__PASSAGE PROVIDED__.

-- Start --

Three cases with implications for education also reveal deep divisions on the Court.

 

Like many people and organizations, the U.S. Supreme Court often pushes its hardest work to the end of its calendar; but this is not due to procrastination. When cases are difficult, it takes time to develop thoughtful legal theories and build coalitions around them. This year, consistent with previous years, the Court issued its most significant and split decisions in the last weeks of the term. Three of these are particularly significant to educators. 

American Legion v. American Humanist Association (2019) 

A common question in public education law involves the First Amendment’s religious clauses. In the last 50 years, the Supreme Court has decided numerous such cases, and they are divisive both in communities and on the bench. The most recent case, American Legion v. American Humanist Association, is no exception. The Court agreed 7-2 that a cross placed on public land and maintained by state funds (it was erected in 1918 to honor World War I servicemen) did not violate the Establishment Clause. But it took seven opinions to explain the justices’ diverse reasoning.

-- End --

__GIVEN INFORMATION__.
-- Start --

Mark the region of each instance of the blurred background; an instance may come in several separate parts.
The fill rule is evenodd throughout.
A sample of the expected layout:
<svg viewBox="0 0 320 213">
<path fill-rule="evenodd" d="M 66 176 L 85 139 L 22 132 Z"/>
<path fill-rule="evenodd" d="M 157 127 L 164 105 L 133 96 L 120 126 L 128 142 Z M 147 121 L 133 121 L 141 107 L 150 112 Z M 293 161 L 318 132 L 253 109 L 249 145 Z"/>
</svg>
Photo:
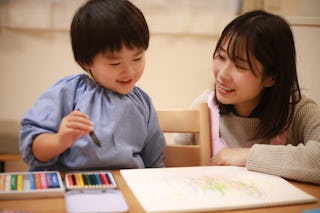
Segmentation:
<svg viewBox="0 0 320 213">
<path fill-rule="evenodd" d="M 0 119 L 20 120 L 61 77 L 84 71 L 74 62 L 69 26 L 84 0 L 0 0 Z M 132 0 L 151 31 L 138 86 L 156 108 L 186 108 L 212 87 L 212 52 L 237 15 L 265 9 L 283 15 L 294 32 L 303 92 L 320 103 L 320 1 Z"/>
</svg>

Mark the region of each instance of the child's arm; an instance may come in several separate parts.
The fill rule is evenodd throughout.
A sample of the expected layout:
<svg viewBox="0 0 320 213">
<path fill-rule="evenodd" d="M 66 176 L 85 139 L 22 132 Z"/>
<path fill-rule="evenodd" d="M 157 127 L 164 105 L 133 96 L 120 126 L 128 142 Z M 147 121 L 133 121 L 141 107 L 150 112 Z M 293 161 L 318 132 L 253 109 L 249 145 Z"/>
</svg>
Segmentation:
<svg viewBox="0 0 320 213">
<path fill-rule="evenodd" d="M 92 130 L 93 123 L 89 117 L 80 111 L 73 111 L 62 119 L 57 133 L 43 133 L 37 136 L 33 141 L 32 151 L 37 160 L 47 162 Z"/>
</svg>

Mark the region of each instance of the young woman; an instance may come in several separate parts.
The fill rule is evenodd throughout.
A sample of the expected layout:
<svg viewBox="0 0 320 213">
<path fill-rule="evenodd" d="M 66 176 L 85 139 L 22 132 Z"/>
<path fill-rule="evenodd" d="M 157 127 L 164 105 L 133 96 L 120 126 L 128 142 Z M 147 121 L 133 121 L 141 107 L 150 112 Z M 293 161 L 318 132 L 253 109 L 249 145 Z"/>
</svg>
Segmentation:
<svg viewBox="0 0 320 213">
<path fill-rule="evenodd" d="M 163 167 L 156 111 L 135 86 L 149 44 L 141 11 L 127 0 L 88 1 L 73 18 L 71 43 L 88 74 L 59 80 L 23 116 L 30 170 Z"/>
<path fill-rule="evenodd" d="M 211 110 L 212 164 L 319 184 L 320 107 L 300 93 L 288 23 L 264 11 L 231 21 L 214 51 L 213 74 L 213 91 L 194 102 Z"/>
</svg>

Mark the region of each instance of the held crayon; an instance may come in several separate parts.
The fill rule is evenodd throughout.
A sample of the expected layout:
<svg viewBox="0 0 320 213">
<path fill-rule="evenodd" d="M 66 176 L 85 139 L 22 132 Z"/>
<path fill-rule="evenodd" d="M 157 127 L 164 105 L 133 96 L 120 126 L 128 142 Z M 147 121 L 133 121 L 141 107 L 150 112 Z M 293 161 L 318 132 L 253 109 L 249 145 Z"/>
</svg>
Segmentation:
<svg viewBox="0 0 320 213">
<path fill-rule="evenodd" d="M 36 181 L 34 178 L 34 173 L 29 174 L 29 180 L 30 180 L 30 189 L 36 189 Z"/>
<path fill-rule="evenodd" d="M 18 175 L 17 190 L 18 191 L 22 191 L 23 190 L 23 176 L 22 176 L 22 174 Z"/>
<path fill-rule="evenodd" d="M 18 175 L 11 175 L 11 190 L 15 191 L 17 190 L 17 184 L 18 184 Z"/>
</svg>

-- End --

__GIVEN TASK 1__.
Copy the rows word for word, everything from the line containing "Mark the region of each instance of the held" down to the end of the rows.
__GIVEN TASK 2__.
Pick up the article on the Supreme Court's end-of-term decisions where it stops and keep writing.

__REPLY 1__.
Mark the region of each instance of the held crayon; an instance may come in several separate parts.
The fill rule is evenodd throughout.
A sample of the expected layout:
<svg viewBox="0 0 320 213">
<path fill-rule="evenodd" d="M 66 176 L 85 139 L 22 132 Z"/>
<path fill-rule="evenodd" d="M 157 127 L 164 105 L 133 96 L 120 126 L 128 142 Z M 147 121 L 133 121 L 141 107 L 150 112 Z M 293 161 L 318 132 L 253 109 L 249 145 Z"/>
</svg>
Segmentation:
<svg viewBox="0 0 320 213">
<path fill-rule="evenodd" d="M 36 181 L 34 178 L 34 173 L 29 174 L 29 180 L 30 180 L 30 189 L 36 189 Z"/>
<path fill-rule="evenodd" d="M 18 175 L 17 190 L 18 191 L 22 191 L 23 190 L 23 176 L 22 176 L 22 174 Z"/>
<path fill-rule="evenodd" d="M 18 175 L 11 175 L 11 190 L 15 191 L 17 190 L 17 184 L 18 184 Z"/>
</svg>

__REPLY 2__.
The federal district court had found (relying on the three-part “test” of religious expression suggested by the 1971 decision in Lemon v. Kurtzman) that the cross 1) had a secular purpose, 2) neither advanced nor inhibited religion, and 3) did not have a primary effect of endorsing religion. However, the 4th Circuit Court of 
Appeals reversed the decision, using the same test but finding that the cross did have the primary effect of endorsing religion and excessively entangled government with religion. The Supreme Court reversed that decision, finding that the Lemon test was not useful in this situation because the cross has historic significance that goes beyond the religious symbolism. However, the reasoning here is far from straightforward, which is why seven different opinions were filed, as justices sought to make clear their own thinking.  

Many court watchers believed the case would offer the Court an opportunity to abandon the Lemon test. But the Court chose not to apply Lemon in this case, and even criticized it, without going so far as to overturn it.  

Over the last four decades, the Lemon test has been used frequently to help decide cases involving the use of religious material in public schools. But the courts have never strictly applied it, arguing that its three criteria are difficult to apply and not useful for many situations. Further, some Justices have indicated a desire to overturn it entirely, as Justice Antonin Scalia once did in distinctly colorful language: 

Like some ghoul in a late night horror movie that repeatedly sits up in its grave and shuffles abroad, after being repeatedly killed and buried, Lemon stalks our Establishment Clause jurisprudence once again, frightening the little children and school attorneys. (Lamb’s Chapel v. Center Moriches Union Free School District, 1993)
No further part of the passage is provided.